_INSTRUCTIONS TO FOLLOW_
Reproduce the following lines verbatim, omitting the picture from your copy.

_DATASET EXTRACT_
* Start *

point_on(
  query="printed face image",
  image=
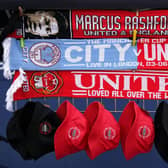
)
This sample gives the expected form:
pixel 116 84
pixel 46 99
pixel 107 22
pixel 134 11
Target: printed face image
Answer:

* End *

_RESULT OF THE EXERCISE_
point_on(
  query="printed face image",
  image=
)
This sample gives the expected form:
pixel 116 84
pixel 46 99
pixel 107 22
pixel 134 11
Target: printed face image
Answer:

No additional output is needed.